--- Task prompt ---
Everything from the line containing "the keyboard key" to the last line of the listing below, inclusive, is what you should output, exactly as it appears.

--- The input ---
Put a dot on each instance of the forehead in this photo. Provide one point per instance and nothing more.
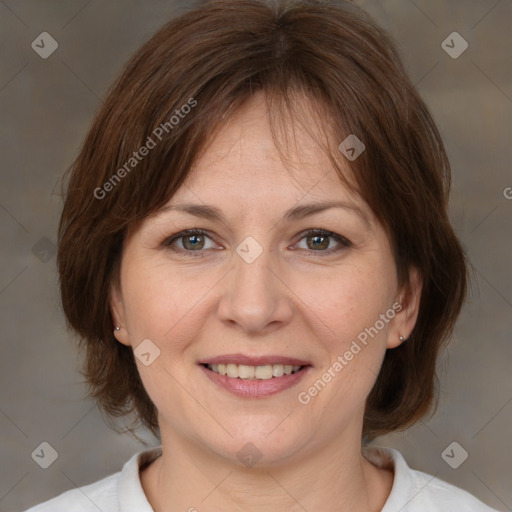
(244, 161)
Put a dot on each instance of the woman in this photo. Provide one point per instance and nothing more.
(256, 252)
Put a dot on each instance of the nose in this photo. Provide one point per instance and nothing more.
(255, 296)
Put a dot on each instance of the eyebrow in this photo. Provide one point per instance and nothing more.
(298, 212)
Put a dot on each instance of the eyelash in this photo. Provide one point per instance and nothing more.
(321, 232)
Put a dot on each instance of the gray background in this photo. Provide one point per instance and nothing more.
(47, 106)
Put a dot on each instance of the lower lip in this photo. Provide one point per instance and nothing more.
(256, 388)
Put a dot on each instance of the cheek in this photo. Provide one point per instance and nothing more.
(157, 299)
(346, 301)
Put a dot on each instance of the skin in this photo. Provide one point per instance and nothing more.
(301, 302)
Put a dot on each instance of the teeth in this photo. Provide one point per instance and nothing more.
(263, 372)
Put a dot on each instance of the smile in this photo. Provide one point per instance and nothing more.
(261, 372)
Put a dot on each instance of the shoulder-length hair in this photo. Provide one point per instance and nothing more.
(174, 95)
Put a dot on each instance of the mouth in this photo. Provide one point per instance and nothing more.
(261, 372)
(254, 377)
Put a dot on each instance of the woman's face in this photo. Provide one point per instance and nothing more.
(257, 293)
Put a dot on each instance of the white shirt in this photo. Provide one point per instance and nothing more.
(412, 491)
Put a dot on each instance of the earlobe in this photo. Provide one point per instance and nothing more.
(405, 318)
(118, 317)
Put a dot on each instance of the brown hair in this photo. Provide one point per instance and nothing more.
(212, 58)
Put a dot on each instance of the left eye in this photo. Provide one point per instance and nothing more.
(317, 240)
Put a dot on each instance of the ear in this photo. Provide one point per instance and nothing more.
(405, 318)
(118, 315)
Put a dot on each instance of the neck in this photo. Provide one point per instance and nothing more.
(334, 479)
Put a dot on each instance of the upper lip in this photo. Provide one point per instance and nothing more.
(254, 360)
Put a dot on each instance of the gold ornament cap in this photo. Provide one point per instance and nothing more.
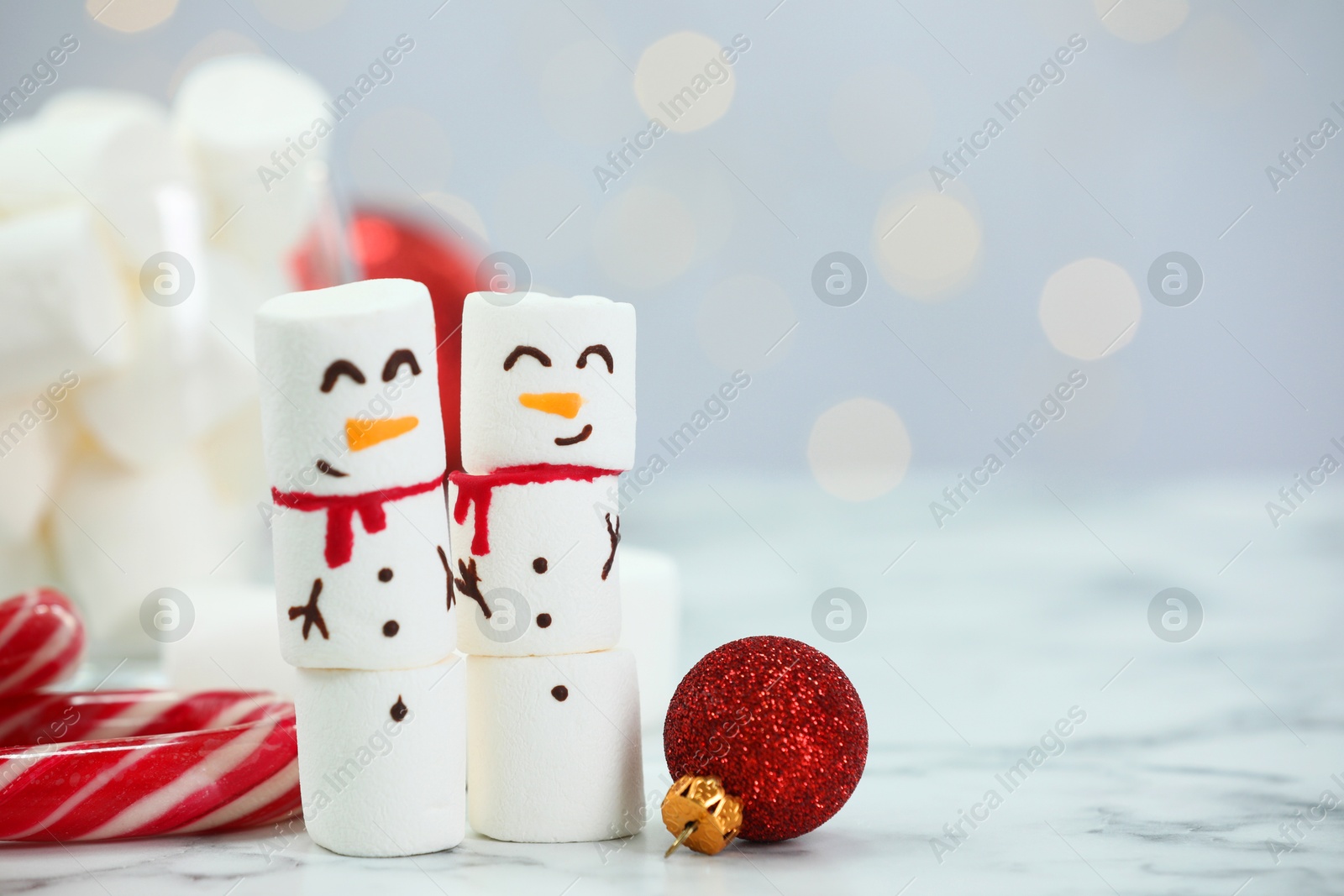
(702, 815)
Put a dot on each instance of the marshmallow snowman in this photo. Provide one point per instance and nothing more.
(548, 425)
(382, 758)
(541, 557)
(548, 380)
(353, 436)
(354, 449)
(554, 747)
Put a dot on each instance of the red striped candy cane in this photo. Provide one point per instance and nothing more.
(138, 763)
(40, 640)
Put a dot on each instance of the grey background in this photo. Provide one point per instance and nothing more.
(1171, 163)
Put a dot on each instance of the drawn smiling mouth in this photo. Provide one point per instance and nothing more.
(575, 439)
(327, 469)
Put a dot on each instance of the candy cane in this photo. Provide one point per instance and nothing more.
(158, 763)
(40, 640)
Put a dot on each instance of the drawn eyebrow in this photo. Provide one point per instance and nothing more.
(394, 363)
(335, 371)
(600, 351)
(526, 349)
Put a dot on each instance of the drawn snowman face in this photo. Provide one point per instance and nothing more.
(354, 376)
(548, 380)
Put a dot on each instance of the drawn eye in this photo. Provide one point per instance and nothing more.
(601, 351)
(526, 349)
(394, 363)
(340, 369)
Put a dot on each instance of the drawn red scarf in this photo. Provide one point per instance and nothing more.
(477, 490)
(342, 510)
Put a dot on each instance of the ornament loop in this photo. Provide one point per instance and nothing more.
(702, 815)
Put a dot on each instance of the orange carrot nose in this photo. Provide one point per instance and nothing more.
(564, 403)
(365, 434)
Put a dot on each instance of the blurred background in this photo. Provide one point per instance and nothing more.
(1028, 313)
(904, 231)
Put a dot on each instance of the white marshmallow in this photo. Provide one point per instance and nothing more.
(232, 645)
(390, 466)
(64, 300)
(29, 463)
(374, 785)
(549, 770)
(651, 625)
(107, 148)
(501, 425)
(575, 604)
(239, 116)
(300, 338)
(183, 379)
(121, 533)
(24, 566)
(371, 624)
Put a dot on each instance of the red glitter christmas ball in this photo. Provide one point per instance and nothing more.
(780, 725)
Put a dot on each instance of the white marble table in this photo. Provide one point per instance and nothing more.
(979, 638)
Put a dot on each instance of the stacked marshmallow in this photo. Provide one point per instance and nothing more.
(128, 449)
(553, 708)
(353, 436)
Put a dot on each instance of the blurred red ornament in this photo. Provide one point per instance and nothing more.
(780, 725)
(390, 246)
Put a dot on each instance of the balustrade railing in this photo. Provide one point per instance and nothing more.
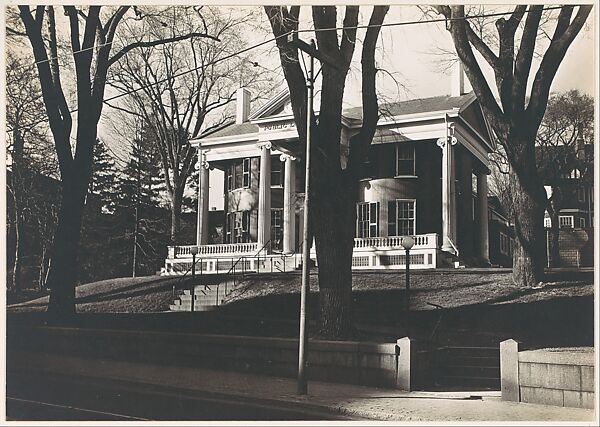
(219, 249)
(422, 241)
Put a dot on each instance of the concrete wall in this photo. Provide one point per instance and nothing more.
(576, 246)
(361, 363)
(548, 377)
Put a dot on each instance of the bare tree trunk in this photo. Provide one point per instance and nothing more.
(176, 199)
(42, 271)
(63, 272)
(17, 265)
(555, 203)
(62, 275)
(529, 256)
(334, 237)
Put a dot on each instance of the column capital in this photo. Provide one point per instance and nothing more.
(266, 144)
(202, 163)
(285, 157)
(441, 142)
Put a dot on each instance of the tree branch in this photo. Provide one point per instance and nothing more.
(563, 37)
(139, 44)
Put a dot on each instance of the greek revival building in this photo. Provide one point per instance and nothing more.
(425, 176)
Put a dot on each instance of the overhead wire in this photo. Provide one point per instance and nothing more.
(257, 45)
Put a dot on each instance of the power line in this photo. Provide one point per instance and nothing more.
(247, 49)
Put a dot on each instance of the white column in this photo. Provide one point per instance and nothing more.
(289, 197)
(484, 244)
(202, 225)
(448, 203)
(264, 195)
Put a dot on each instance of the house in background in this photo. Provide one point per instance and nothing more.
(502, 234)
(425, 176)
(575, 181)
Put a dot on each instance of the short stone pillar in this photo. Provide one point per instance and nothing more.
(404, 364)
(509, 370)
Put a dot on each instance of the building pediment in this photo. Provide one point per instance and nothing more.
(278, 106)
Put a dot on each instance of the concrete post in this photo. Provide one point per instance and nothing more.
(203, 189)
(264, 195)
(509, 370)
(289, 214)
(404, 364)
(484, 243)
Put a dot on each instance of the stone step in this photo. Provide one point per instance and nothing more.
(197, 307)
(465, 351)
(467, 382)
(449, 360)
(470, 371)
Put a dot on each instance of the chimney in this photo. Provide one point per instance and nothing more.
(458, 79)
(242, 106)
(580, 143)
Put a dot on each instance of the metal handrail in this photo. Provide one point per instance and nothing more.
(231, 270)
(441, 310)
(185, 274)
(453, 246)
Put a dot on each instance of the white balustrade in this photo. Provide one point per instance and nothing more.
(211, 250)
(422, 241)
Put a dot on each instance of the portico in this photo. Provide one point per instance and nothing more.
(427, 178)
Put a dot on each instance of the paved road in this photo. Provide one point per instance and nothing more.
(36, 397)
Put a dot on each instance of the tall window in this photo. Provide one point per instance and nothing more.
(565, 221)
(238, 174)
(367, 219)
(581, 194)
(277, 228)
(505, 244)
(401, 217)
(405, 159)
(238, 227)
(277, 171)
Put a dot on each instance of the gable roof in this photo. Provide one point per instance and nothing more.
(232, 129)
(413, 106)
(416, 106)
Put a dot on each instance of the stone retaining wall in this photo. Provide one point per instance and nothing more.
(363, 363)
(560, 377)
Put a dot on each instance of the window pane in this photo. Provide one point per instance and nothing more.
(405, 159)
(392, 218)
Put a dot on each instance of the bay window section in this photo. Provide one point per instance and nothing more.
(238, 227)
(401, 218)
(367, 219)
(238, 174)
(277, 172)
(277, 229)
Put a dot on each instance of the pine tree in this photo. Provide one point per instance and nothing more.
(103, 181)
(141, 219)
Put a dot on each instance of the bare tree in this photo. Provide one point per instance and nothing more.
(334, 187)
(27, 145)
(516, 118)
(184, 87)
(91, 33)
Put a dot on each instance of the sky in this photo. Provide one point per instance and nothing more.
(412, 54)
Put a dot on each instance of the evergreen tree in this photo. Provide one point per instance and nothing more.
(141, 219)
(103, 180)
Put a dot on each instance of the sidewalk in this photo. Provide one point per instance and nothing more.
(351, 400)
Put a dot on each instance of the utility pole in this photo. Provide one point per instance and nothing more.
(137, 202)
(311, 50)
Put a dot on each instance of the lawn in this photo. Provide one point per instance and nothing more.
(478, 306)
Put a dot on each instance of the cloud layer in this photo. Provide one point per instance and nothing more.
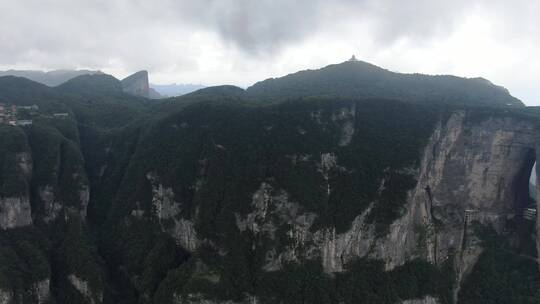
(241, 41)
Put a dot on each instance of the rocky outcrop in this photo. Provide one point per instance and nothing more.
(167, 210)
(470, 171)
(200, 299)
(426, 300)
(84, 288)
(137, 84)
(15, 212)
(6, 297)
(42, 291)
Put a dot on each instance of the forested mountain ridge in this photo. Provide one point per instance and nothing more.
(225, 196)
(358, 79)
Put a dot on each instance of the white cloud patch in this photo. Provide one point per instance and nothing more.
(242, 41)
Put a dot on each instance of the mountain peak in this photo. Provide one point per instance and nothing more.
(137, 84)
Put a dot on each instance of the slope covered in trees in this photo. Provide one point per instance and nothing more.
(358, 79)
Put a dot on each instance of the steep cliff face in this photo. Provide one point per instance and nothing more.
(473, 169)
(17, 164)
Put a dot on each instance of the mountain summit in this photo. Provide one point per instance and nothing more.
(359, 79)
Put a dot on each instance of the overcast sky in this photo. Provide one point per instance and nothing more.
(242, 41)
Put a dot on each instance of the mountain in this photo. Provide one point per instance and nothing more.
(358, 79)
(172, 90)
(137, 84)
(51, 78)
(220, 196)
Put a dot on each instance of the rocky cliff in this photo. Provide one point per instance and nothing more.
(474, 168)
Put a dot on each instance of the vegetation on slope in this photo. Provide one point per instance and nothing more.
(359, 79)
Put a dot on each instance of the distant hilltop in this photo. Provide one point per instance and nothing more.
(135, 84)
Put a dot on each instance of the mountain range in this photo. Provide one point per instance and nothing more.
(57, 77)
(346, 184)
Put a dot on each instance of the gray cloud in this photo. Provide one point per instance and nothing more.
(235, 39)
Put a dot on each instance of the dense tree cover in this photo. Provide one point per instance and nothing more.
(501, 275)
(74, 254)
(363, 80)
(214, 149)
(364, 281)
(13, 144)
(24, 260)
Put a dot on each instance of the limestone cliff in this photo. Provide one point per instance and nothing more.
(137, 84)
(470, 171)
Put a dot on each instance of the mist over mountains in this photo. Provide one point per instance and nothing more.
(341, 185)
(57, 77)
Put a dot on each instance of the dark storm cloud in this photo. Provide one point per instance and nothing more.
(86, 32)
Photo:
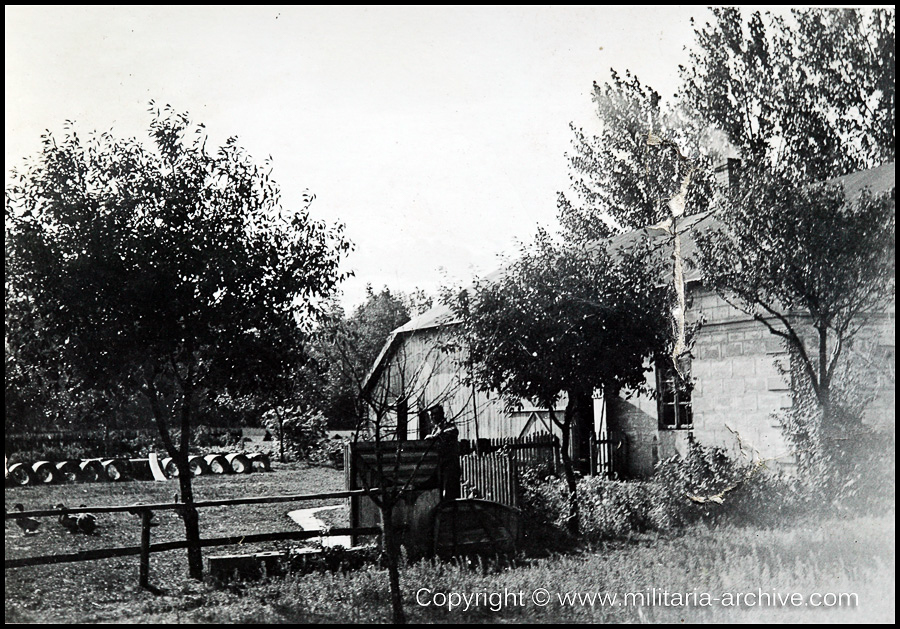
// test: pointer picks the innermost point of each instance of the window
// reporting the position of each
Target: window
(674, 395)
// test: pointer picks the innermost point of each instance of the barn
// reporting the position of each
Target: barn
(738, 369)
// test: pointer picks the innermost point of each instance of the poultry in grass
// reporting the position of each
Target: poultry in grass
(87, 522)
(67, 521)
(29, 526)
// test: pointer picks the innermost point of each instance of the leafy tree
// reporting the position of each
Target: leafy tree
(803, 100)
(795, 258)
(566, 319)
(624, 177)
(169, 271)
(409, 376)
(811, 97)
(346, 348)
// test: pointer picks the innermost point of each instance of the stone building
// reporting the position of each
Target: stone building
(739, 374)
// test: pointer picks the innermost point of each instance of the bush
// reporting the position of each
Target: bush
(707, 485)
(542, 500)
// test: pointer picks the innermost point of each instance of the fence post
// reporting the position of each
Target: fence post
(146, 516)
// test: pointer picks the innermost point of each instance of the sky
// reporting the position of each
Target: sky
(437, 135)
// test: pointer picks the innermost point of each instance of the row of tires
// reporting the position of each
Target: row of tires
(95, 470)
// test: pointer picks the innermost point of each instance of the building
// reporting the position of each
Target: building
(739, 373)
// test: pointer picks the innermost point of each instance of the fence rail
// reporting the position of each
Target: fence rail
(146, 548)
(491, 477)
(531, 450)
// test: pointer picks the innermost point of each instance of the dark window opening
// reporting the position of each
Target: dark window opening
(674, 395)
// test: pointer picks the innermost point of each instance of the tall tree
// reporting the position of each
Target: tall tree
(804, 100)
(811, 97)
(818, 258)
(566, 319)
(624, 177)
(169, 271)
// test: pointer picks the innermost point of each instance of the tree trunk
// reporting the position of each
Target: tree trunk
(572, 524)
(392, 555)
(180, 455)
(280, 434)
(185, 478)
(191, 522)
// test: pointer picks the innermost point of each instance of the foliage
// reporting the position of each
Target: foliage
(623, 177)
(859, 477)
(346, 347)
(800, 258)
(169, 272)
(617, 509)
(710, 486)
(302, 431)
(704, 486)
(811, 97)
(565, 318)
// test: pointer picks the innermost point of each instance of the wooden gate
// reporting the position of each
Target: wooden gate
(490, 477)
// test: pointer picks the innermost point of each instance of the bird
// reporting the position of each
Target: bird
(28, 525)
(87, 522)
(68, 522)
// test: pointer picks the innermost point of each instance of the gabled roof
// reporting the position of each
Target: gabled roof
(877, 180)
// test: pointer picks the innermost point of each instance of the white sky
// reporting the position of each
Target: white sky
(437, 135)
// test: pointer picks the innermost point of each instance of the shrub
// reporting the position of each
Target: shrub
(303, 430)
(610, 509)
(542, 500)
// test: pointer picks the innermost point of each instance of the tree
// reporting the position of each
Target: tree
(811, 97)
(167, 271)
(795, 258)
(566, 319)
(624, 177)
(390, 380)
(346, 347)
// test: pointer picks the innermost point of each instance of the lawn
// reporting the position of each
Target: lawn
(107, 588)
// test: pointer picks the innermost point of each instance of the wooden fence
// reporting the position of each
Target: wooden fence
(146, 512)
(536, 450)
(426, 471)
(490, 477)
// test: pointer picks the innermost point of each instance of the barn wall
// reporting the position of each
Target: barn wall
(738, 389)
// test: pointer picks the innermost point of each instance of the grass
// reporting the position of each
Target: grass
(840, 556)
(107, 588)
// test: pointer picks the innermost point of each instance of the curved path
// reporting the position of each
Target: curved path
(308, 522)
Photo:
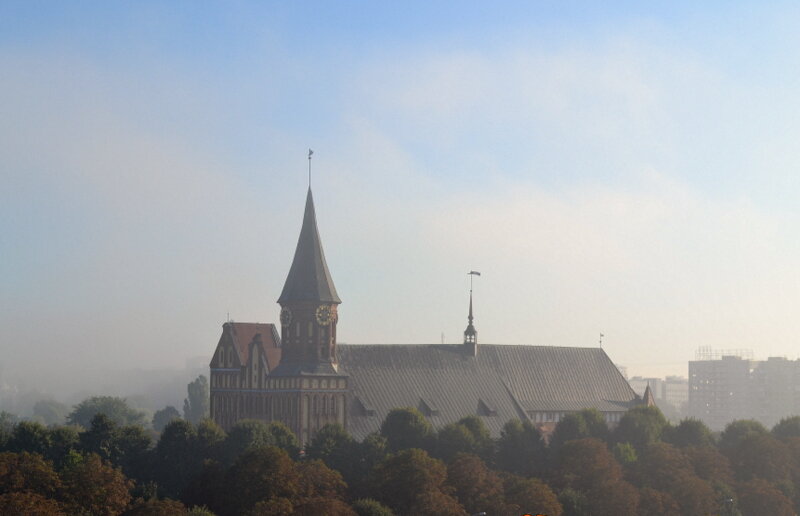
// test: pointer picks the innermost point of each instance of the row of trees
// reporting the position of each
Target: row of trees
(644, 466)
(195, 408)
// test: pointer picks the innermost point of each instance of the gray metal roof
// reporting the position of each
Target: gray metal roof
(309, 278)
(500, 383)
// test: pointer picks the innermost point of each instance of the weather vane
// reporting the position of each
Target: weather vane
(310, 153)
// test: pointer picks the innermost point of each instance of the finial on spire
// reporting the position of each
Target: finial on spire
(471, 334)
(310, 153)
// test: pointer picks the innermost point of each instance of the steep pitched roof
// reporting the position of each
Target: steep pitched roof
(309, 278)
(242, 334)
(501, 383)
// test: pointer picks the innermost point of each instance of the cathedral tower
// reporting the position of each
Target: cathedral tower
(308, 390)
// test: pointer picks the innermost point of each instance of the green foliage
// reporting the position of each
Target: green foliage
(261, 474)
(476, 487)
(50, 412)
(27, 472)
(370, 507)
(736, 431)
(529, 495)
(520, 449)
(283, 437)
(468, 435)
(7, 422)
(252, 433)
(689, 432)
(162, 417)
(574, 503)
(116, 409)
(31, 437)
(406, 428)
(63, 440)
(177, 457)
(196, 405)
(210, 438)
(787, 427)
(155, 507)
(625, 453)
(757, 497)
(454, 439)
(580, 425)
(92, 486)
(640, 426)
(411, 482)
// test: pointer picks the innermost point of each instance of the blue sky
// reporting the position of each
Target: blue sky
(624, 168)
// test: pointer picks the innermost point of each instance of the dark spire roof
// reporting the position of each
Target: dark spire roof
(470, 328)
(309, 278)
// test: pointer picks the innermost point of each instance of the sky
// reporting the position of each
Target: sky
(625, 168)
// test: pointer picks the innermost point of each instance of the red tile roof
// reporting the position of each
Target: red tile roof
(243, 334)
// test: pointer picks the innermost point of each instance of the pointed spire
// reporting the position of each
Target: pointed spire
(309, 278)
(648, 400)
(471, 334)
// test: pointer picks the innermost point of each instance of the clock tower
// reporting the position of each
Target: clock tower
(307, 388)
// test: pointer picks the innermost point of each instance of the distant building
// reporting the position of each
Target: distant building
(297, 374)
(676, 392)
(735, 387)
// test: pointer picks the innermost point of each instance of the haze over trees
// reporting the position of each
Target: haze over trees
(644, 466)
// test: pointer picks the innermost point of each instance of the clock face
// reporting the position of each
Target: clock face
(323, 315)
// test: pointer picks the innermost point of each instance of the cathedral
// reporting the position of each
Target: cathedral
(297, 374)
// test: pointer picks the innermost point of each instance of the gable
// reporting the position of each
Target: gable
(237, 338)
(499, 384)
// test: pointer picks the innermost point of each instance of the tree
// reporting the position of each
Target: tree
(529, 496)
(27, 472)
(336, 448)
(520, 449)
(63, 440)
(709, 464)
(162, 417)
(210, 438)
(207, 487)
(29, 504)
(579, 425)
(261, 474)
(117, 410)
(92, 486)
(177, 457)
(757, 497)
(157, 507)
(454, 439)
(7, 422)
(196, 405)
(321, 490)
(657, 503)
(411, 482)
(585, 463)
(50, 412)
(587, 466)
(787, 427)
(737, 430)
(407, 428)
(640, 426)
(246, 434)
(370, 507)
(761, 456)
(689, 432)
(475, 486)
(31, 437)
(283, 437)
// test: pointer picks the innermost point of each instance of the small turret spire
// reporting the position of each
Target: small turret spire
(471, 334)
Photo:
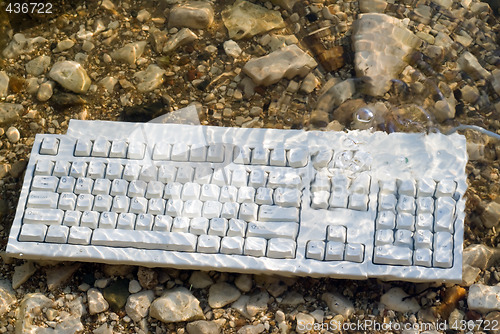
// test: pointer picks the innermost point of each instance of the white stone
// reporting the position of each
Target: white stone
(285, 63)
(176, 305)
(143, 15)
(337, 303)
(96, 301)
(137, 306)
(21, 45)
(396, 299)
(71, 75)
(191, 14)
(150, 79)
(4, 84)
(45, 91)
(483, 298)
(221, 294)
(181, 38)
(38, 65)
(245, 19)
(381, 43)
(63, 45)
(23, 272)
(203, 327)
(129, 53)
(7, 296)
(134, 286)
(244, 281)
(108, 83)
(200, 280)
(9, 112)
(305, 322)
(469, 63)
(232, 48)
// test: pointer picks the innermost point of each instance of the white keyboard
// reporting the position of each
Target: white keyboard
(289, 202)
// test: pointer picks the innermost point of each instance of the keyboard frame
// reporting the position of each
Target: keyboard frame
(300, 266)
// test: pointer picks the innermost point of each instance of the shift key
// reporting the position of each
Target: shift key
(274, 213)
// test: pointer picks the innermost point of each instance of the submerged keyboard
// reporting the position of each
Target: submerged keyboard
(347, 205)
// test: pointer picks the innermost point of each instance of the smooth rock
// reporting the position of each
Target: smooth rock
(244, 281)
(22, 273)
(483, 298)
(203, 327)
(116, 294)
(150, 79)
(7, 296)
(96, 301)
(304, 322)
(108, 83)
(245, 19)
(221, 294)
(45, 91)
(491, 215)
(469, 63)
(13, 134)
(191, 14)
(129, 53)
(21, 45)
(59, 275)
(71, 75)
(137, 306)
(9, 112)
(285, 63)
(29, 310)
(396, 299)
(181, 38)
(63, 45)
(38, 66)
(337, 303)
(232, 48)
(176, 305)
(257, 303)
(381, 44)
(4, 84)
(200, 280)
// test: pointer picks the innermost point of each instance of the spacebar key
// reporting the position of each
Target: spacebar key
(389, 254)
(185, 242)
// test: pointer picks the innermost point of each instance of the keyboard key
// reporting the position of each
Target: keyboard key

--- Solved exercise ---
// test: pointer picks the innermost point of each instance of the keyboard key
// reporting the position of each
Target: keyboard key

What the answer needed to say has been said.